• [WHAT THIS TASK INVOLVES]:
Retype the records exactly, with nothing added or dropped.

• [TASK DATA]:
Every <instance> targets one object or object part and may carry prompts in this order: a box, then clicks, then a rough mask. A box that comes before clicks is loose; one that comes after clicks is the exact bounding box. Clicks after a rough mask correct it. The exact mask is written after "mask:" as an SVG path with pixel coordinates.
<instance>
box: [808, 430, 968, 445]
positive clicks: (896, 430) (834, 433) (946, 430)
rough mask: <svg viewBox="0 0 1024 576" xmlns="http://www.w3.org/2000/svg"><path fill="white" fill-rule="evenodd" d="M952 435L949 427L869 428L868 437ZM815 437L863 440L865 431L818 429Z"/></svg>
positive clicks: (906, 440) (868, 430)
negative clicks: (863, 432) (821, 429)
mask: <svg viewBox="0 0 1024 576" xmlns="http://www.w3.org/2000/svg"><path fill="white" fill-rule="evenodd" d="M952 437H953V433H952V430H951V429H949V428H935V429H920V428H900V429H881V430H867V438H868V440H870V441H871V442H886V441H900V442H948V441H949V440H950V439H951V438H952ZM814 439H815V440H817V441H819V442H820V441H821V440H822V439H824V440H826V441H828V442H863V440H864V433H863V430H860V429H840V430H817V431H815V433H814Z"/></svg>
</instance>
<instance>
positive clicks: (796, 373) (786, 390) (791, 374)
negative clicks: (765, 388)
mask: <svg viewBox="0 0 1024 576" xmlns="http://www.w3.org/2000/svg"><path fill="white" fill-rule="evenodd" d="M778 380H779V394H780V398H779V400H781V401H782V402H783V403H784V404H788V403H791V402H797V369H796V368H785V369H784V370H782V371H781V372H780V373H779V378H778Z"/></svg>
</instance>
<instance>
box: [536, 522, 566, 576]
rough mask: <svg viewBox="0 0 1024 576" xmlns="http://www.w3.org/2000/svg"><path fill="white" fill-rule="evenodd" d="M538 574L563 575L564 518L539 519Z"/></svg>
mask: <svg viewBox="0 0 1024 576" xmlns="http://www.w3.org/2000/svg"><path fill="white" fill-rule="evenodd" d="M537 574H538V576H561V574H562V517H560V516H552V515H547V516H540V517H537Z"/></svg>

• [SOLUTION]:
Every <instance> targets one object or object part and may carry prompts in this order: a box, then clicks, then a rough mask. A box that comes before clicks is loose; one that comes after clicks is the exact bounding box. Clicks after a rough mask correct it. The exact mask is written after "mask:" as an SVG path with pixel coordinates.
<instance>
box: [808, 430, 968, 445]
positive clicks: (896, 430) (834, 433) (946, 430)
rough mask: <svg viewBox="0 0 1024 576" xmlns="http://www.w3.org/2000/svg"><path fill="white" fill-rule="evenodd" d="M952 435L949 427L869 428L868 437ZM815 437L863 440L865 431L818 429Z"/></svg>
positive clicks: (906, 440) (868, 430)
negative clicks: (863, 432) (821, 429)
mask: <svg viewBox="0 0 1024 576" xmlns="http://www.w3.org/2000/svg"><path fill="white" fill-rule="evenodd" d="M952 437H953V433H952V430H951V429H949V428H935V429H920V428H900V429H881V430H867V438H868V440H870V441H871V442H886V441H900V442H948V441H949V440H950V439H951V438H952ZM814 439H815V440H817V441H819V442H820V441H821V440H822V439H824V440H826V441H828V442H863V440H864V433H863V430H860V429H840V430H817V431H815V433H814Z"/></svg>
</instance>
<instance>
positive clicks: (796, 373) (786, 390) (791, 374)
negative clicks: (765, 388)
mask: <svg viewBox="0 0 1024 576" xmlns="http://www.w3.org/2000/svg"><path fill="white" fill-rule="evenodd" d="M778 380H779V394H780V398H779V400H781V401H782V402H783V403H784V404H788V403H791V402H797V369H796V368H785V369H784V370H782V371H781V372H780V373H779V378H778Z"/></svg>
</instance>
<instance>
box: [536, 522, 566, 576]
rough mask: <svg viewBox="0 0 1024 576" xmlns="http://www.w3.org/2000/svg"><path fill="white" fill-rule="evenodd" d="M538 574L563 575L564 518L539 519Z"/></svg>
mask: <svg viewBox="0 0 1024 576" xmlns="http://www.w3.org/2000/svg"><path fill="white" fill-rule="evenodd" d="M537 574H538V576H561V574H562V517H560V516H552V515H547V516H540V517H537Z"/></svg>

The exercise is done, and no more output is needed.